_TASKS TO CARRY OUT_
1. Can you extract, word for word, the stretch of the forum post from "Kobolds most likely" up to and including "into direct conflict."?
2. In the records, from the line with "the red tile" up to and including the line with "<point>65,123</point>", can you rename "roof trim" to "roof edging" and return only those lines, leaving everything else unchanged?

Also, perhaps the chaos wars decimated magic (arcane) in general.  With magic all but gone, the civilizations developed psionics in their place.  One of the reasons that the emerging societies pose such a large threat is because of their mastery of magic.

Giants, with their hearty constitution, would likely have survived the apocalypse fairly well and may have had an advantage in choosing where to settle after the wars.  They might hold the choicest areas of land, with the other civilizations struggling to seize the land from them.

Ogres and goblins could form subservient relationships with the giants in order to benefit from the advantages of the territory.

Kobolds most likely would be warring with dwarves for control of the underground caverns.

Centaurs, with their hooved feet, would have either been forced to adapt to snow and ice or would have been forced to move to more temperate areas.  If you follow the idea of giants holding the choicest territories, this puts them into direct conflict.

Thri-kreen work well as vermin enemies, as long as you give them an aesthetic facelift.  Just change their coloration to white, add patches of white fur for a more exotic feel, and give them physical adaptations to move quickly on snow and ice.  They could easily be the "barbarians of the north" that appear from the blowing snow to cause fear and death.  Play up their communal intelligence and their "alien" outlook for the creep factor.

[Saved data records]
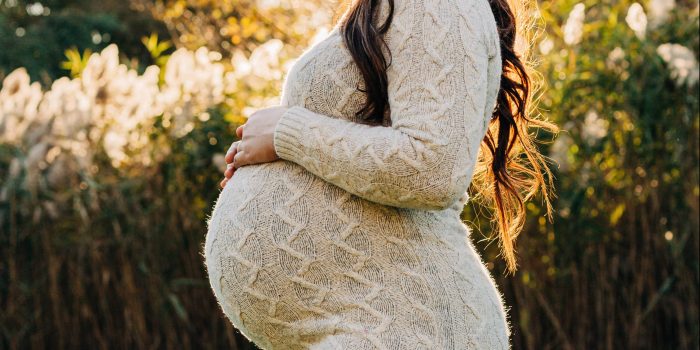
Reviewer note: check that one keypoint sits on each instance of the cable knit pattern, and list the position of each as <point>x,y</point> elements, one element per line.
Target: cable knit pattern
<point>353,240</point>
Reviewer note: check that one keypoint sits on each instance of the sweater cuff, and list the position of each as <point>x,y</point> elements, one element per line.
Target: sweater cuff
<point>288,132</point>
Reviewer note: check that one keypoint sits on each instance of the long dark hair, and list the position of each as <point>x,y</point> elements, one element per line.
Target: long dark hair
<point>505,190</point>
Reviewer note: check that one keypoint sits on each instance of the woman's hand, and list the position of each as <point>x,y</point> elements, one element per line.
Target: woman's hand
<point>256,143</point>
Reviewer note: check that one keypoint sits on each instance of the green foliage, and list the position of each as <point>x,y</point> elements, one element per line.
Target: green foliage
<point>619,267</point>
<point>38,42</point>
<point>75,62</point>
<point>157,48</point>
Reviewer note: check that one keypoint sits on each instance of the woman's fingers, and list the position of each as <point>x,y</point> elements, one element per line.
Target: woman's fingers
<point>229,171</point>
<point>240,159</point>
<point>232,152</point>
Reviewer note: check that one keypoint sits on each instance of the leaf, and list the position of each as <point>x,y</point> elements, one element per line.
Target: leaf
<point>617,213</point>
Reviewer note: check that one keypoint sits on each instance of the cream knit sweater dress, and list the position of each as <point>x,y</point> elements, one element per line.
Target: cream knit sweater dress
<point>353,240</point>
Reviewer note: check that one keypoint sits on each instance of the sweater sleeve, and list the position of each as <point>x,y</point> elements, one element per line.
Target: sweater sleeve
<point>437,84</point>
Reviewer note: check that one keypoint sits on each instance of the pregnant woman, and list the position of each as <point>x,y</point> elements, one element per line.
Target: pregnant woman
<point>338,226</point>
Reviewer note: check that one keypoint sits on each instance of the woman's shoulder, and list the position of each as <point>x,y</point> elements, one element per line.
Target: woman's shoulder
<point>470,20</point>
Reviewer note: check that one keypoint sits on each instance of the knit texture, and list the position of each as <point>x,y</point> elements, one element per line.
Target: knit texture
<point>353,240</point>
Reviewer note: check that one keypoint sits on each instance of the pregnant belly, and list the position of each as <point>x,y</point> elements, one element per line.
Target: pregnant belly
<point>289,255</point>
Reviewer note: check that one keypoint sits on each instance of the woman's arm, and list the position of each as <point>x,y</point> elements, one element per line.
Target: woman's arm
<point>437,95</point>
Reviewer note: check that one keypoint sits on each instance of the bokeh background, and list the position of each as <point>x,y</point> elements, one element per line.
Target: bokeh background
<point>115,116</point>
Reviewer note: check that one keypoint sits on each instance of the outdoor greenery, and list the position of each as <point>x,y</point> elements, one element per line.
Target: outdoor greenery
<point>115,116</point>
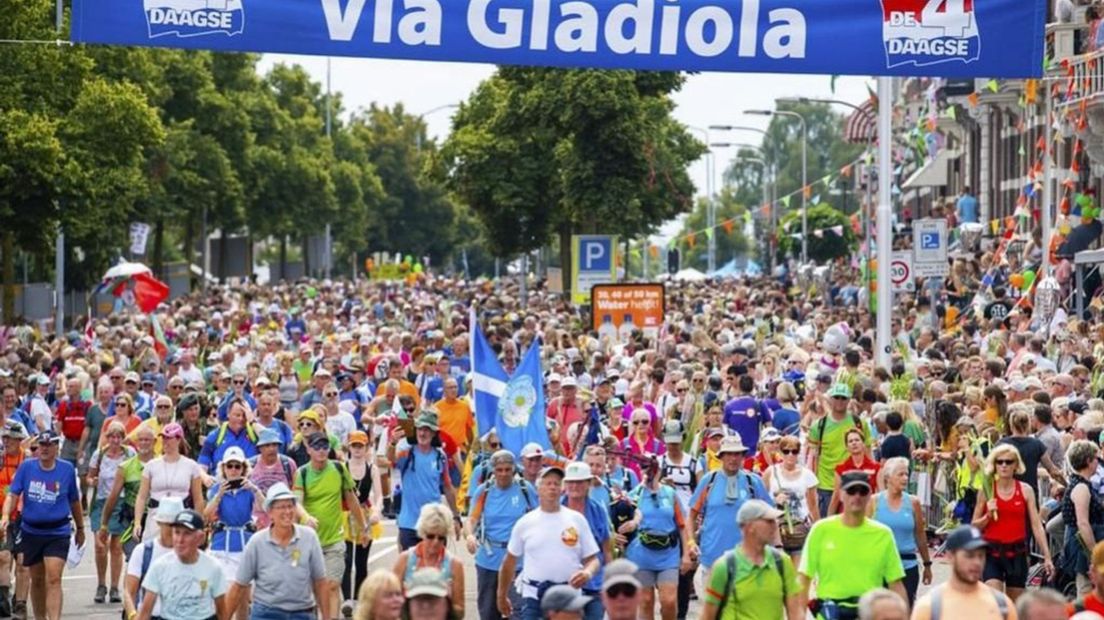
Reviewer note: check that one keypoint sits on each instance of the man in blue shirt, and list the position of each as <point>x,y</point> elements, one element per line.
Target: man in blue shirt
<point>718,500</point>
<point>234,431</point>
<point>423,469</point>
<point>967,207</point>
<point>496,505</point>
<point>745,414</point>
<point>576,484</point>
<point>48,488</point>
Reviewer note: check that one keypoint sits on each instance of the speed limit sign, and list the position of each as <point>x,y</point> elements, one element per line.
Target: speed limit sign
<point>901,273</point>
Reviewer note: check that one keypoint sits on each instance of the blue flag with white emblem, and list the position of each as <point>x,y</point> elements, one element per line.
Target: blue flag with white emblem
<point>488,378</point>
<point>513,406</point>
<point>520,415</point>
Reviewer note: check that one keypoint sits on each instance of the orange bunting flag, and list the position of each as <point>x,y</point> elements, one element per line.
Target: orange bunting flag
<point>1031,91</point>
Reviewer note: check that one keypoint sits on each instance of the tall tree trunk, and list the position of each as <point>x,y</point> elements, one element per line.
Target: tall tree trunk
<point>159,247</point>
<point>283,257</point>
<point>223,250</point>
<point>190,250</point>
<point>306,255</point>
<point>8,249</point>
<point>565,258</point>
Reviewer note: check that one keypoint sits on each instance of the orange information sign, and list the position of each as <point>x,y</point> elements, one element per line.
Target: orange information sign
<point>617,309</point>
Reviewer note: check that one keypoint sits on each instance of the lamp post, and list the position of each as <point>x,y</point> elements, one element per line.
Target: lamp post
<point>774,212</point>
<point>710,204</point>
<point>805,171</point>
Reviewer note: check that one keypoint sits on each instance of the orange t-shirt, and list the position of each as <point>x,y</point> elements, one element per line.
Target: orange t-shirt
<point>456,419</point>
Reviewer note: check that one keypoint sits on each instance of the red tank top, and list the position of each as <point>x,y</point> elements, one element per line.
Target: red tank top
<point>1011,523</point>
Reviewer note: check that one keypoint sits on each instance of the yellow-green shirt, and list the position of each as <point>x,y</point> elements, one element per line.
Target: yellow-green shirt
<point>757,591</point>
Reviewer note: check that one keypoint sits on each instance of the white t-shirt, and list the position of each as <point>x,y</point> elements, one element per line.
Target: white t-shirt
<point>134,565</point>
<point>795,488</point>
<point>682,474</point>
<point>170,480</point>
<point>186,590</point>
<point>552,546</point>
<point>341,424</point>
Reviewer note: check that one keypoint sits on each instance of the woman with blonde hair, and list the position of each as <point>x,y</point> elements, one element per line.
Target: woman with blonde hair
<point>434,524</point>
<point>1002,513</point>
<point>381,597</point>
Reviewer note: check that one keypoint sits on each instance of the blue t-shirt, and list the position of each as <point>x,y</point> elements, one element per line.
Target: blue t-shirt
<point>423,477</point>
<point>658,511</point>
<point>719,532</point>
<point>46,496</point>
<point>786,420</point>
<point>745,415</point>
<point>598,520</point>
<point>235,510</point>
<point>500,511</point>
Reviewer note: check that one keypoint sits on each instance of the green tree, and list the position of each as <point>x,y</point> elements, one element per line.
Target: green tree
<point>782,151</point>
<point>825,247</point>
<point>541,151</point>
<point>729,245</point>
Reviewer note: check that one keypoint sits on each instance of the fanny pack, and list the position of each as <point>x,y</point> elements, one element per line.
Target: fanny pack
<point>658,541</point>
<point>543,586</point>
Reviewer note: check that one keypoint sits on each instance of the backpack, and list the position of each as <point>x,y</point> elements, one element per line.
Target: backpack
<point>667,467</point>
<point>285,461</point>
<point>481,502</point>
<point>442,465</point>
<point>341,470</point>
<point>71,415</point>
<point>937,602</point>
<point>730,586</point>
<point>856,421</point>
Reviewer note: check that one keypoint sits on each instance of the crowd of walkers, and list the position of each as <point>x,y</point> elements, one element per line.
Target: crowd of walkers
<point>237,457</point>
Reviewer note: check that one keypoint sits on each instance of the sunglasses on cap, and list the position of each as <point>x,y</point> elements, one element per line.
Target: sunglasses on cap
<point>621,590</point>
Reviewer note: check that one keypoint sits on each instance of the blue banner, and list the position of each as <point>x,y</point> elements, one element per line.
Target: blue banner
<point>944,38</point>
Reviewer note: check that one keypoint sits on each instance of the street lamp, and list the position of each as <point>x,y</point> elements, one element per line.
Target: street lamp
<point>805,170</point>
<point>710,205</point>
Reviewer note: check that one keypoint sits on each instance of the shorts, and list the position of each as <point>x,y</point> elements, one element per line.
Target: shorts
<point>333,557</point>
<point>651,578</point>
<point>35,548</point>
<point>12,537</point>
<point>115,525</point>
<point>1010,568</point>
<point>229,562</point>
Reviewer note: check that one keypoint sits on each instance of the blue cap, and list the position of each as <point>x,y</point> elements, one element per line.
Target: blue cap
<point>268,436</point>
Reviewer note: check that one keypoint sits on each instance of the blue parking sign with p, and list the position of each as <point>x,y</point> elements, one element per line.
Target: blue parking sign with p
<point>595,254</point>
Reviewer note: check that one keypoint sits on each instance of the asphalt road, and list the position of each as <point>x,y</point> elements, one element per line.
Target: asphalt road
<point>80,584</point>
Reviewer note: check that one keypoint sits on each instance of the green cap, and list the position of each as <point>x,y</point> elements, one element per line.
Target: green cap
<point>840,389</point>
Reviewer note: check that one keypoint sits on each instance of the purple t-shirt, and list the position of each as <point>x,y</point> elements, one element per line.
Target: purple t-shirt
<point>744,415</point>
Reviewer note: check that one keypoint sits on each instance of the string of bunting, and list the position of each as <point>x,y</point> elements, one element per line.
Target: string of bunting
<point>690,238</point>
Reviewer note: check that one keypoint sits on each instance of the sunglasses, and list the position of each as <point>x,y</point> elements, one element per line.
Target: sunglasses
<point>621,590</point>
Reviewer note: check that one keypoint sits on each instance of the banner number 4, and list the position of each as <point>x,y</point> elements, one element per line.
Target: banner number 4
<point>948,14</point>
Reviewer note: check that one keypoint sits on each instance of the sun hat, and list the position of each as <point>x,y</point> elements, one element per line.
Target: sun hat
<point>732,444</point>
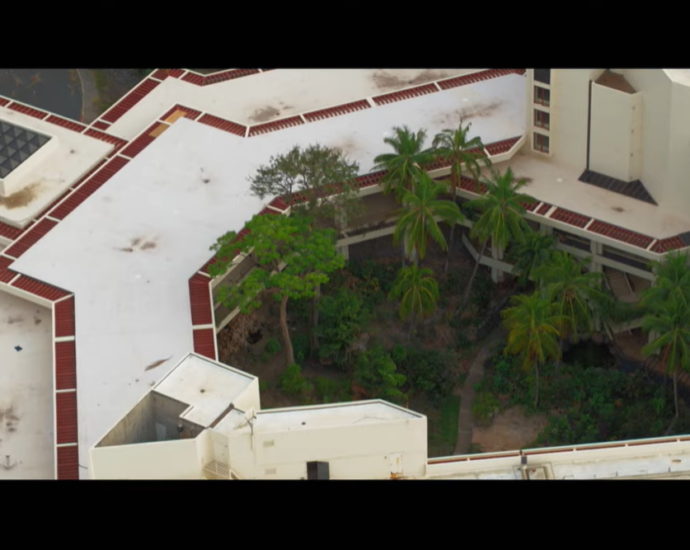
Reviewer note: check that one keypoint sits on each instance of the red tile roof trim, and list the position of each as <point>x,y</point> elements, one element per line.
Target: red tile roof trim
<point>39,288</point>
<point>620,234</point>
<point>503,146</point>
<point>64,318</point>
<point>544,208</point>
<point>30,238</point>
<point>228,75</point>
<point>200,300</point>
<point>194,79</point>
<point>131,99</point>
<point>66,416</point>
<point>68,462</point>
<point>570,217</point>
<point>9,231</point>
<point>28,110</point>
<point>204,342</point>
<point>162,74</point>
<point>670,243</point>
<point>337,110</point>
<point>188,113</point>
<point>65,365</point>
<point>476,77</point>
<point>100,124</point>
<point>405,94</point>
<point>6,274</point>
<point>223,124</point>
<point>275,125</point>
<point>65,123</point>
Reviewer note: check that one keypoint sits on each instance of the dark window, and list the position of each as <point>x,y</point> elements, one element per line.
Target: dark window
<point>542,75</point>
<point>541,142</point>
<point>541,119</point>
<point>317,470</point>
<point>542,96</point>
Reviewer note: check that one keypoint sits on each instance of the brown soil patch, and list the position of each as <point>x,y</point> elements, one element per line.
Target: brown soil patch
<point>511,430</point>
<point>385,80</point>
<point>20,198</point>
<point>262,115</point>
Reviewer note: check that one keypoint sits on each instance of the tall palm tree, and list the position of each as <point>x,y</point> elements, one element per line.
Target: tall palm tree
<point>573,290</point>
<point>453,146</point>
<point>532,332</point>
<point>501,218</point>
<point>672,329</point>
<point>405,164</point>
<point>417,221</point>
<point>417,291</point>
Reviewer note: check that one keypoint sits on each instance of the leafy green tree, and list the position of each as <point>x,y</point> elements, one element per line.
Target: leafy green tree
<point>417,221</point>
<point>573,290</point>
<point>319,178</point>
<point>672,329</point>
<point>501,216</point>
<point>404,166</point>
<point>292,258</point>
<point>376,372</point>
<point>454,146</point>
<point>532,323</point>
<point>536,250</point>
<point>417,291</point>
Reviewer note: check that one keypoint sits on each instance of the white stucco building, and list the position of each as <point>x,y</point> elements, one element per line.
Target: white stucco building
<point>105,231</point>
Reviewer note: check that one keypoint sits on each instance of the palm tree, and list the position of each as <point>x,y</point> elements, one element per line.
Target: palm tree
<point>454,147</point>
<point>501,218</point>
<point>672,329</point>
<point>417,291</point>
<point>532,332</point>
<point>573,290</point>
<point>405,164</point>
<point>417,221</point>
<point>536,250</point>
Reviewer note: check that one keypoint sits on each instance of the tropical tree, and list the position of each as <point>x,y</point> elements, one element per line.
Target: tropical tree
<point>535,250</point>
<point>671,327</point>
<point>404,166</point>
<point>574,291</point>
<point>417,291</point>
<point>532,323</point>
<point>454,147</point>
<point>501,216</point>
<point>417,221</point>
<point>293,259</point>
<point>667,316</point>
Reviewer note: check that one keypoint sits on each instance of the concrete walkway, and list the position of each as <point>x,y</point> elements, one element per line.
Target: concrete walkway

_TASK RESULTS_
1.
Kobolds most likely would be warring with dwarves for control of the underground caverns.

Centaurs, with their hooved feet, would have either been forced to adapt to snow and ice or would have been forced to move to more temperate areas.  If you follow the idea of giants holding the choicest territories, this puts them into direct conflict.

2.
Reviewer note: check that one keypoint sits on each instance of the red tile roof edging, and list the position of each as <point>x,y</point> elements, one element per line.
Target: red tile roof edging
<point>39,288</point>
<point>620,234</point>
<point>503,146</point>
<point>64,318</point>
<point>544,208</point>
<point>30,238</point>
<point>228,75</point>
<point>200,300</point>
<point>194,79</point>
<point>131,99</point>
<point>66,416</point>
<point>68,462</point>
<point>570,217</point>
<point>9,231</point>
<point>28,110</point>
<point>204,342</point>
<point>162,74</point>
<point>670,243</point>
<point>337,110</point>
<point>188,113</point>
<point>65,365</point>
<point>476,77</point>
<point>100,124</point>
<point>405,94</point>
<point>6,274</point>
<point>223,124</point>
<point>275,125</point>
<point>65,123</point>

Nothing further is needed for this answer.